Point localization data
------------------------------------------------------------

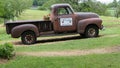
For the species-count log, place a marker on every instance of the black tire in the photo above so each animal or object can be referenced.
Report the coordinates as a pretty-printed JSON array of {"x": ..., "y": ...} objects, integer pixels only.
[
  {"x": 28, "y": 37},
  {"x": 91, "y": 31}
]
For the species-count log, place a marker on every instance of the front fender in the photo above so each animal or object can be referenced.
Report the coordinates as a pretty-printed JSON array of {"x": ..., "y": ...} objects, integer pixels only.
[
  {"x": 18, "y": 30},
  {"x": 82, "y": 24}
]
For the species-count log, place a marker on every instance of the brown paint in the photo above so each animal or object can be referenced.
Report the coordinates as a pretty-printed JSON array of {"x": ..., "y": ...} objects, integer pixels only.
[{"x": 79, "y": 22}]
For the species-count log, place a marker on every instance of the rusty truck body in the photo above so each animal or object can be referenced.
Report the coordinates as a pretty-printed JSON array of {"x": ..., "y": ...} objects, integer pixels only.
[{"x": 62, "y": 19}]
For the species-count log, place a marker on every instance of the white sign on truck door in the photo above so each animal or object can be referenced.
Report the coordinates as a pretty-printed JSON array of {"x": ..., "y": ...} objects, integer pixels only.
[{"x": 66, "y": 22}]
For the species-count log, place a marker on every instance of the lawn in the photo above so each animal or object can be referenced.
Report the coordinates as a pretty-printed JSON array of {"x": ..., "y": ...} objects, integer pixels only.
[
  {"x": 108, "y": 38},
  {"x": 88, "y": 61}
]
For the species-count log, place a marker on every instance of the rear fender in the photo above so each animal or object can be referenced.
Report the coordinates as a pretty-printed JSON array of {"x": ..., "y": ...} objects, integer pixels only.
[
  {"x": 18, "y": 30},
  {"x": 82, "y": 24}
]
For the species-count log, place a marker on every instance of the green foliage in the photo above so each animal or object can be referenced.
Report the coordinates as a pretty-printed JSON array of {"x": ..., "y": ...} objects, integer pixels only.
[
  {"x": 83, "y": 6},
  {"x": 39, "y": 2},
  {"x": 116, "y": 6},
  {"x": 88, "y": 61},
  {"x": 6, "y": 51}
]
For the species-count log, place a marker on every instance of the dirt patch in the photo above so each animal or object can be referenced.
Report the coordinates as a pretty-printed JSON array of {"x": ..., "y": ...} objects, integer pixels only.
[{"x": 72, "y": 52}]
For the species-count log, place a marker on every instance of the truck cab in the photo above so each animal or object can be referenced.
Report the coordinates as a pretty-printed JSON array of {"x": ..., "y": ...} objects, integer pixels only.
[{"x": 62, "y": 19}]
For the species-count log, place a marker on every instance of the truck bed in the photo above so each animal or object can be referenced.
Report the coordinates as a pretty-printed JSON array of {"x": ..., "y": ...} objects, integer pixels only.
[{"x": 42, "y": 25}]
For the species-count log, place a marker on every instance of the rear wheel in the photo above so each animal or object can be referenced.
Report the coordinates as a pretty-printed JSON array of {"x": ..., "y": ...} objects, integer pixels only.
[
  {"x": 28, "y": 37},
  {"x": 91, "y": 31}
]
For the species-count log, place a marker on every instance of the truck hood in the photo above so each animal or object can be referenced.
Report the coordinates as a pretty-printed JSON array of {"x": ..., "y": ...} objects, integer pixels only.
[{"x": 85, "y": 15}]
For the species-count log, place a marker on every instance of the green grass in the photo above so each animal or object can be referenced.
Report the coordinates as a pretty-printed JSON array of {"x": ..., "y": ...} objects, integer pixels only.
[{"x": 88, "y": 61}]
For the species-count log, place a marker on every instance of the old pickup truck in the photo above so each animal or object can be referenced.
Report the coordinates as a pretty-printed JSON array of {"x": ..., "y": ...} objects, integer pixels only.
[{"x": 62, "y": 20}]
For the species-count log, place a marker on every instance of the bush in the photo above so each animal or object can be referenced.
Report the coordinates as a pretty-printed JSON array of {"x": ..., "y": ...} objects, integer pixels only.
[{"x": 6, "y": 51}]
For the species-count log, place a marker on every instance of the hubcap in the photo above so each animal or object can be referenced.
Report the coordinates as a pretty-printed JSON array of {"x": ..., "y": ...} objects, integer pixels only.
[
  {"x": 29, "y": 38},
  {"x": 91, "y": 32}
]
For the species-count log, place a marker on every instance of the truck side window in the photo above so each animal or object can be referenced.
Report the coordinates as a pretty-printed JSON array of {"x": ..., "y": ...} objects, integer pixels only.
[{"x": 62, "y": 11}]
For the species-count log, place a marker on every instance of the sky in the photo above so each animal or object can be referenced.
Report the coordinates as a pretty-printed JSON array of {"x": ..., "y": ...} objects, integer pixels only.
[{"x": 105, "y": 1}]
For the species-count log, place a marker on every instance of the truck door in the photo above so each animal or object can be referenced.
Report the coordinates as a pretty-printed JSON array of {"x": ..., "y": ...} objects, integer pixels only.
[{"x": 65, "y": 20}]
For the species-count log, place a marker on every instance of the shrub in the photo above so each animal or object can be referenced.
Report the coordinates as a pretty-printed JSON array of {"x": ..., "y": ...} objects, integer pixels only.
[{"x": 6, "y": 51}]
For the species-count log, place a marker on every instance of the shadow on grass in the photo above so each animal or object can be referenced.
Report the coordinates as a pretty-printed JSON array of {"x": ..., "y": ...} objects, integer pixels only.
[{"x": 55, "y": 40}]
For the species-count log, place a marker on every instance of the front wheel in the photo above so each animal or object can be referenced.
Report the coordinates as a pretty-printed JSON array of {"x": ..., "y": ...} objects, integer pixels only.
[
  {"x": 28, "y": 37},
  {"x": 91, "y": 31}
]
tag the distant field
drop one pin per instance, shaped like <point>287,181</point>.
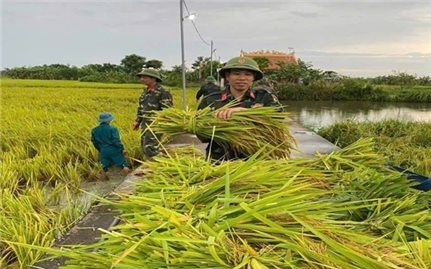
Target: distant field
<point>45,145</point>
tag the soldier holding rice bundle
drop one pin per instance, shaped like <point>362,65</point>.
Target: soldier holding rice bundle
<point>240,72</point>
<point>154,98</point>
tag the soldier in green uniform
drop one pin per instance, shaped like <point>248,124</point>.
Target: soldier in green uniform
<point>106,139</point>
<point>209,87</point>
<point>153,98</point>
<point>240,72</point>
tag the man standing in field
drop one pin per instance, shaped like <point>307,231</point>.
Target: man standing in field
<point>153,98</point>
<point>209,87</point>
<point>106,140</point>
<point>240,72</point>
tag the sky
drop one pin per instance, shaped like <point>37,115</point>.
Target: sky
<point>360,38</point>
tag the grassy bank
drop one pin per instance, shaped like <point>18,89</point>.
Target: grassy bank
<point>350,90</point>
<point>403,143</point>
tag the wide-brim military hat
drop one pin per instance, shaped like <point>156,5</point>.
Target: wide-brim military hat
<point>150,73</point>
<point>210,79</point>
<point>105,117</point>
<point>242,63</point>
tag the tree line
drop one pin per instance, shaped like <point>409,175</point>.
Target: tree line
<point>302,73</point>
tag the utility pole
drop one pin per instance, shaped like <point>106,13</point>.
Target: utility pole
<point>183,65</point>
<point>211,61</point>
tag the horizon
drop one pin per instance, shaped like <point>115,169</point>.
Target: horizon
<point>361,39</point>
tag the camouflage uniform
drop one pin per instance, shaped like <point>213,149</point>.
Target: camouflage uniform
<point>206,89</point>
<point>250,98</point>
<point>267,85</point>
<point>218,100</point>
<point>150,101</point>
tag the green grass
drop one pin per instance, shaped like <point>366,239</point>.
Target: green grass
<point>407,144</point>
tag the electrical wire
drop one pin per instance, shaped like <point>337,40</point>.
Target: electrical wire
<point>194,25</point>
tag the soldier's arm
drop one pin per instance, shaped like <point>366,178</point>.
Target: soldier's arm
<point>140,111</point>
<point>116,141</point>
<point>94,141</point>
<point>266,98</point>
<point>166,100</point>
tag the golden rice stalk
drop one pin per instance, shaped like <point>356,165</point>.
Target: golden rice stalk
<point>247,131</point>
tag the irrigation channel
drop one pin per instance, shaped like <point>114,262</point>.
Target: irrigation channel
<point>317,114</point>
<point>104,216</point>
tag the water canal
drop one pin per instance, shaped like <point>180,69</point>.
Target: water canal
<point>317,114</point>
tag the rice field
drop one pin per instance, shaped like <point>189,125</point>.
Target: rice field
<point>339,210</point>
<point>46,154</point>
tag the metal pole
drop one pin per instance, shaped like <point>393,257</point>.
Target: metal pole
<point>183,66</point>
<point>211,62</point>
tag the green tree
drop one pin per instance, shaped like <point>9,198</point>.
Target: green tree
<point>133,64</point>
<point>156,64</point>
<point>262,62</point>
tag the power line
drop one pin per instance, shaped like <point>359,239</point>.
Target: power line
<point>194,25</point>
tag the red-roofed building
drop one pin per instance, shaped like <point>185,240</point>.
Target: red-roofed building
<point>273,56</point>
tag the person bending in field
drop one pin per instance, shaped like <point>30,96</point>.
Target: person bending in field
<point>106,139</point>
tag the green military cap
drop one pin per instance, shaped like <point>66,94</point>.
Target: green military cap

------------------------------------------------------------

Task instructions
Among the lines of the preceding data, which ones hold the word "truck"? List them.

Expected output
For the species-count log, place a marker on every instance of the rusty truck body in the photo above so each animal or object can be referenced.
For the species-count log, place a marker on every instance of the white sign on truck door in the photo above so each animal or object can be referenced.
For the species-count log, place a marker on every instance of the truck cab in the photo above so each animal or object can be referenced.
For the species-count log, place a marker on every instance of the truck bed in the photo above so each animal or object can be referenced.
For the species-count log, place a marker on every instance of the truck hood in the photo above so each animal or object can be referenced.
For the species-count log, place a marker on every instance of the old pickup truck in the photo above so each animal or object can be referenced.
For the species-count log, place a marker on every instance of the truck side window in the photo above so each animal or object can be referenced.
For the species-count log, place a marker on every instance of the truck door in the photo above so each animal or object can be referenced.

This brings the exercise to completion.